Instruction — Copy out each line of the material below that contains the word "white". Count only matches in the same upper or lower case.
⟨
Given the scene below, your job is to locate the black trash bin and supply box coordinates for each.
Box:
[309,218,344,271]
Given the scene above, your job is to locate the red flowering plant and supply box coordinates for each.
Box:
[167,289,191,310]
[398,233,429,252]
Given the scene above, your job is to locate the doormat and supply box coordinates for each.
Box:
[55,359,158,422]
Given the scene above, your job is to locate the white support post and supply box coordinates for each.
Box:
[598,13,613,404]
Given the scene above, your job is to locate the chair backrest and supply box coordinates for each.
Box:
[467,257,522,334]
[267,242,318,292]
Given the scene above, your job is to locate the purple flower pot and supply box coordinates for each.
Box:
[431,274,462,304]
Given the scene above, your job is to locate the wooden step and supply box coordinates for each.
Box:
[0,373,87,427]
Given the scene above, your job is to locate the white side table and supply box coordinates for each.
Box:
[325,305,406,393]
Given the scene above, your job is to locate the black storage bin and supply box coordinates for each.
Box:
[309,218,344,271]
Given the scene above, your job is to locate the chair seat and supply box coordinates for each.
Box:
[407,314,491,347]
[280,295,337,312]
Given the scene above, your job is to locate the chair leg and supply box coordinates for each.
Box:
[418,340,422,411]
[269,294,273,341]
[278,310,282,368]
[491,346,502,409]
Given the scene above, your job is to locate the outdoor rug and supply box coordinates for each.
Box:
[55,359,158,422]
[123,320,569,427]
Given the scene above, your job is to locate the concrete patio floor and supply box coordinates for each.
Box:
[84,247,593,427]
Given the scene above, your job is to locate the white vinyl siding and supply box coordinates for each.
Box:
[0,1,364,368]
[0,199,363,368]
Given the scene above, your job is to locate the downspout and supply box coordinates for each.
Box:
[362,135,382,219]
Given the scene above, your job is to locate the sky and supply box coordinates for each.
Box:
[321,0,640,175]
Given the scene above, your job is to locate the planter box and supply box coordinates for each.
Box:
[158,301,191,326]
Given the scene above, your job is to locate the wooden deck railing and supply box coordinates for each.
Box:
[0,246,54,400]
⟩
Worked answer —
Given the scene above, your job is to locate the white support post and supply box coordinates for each.
Given the scene above, your job is to locate the white side table and supply box coordinates for each.
Given the scene above, your job is to locate the white vinyl siding and supply box coordinates for each.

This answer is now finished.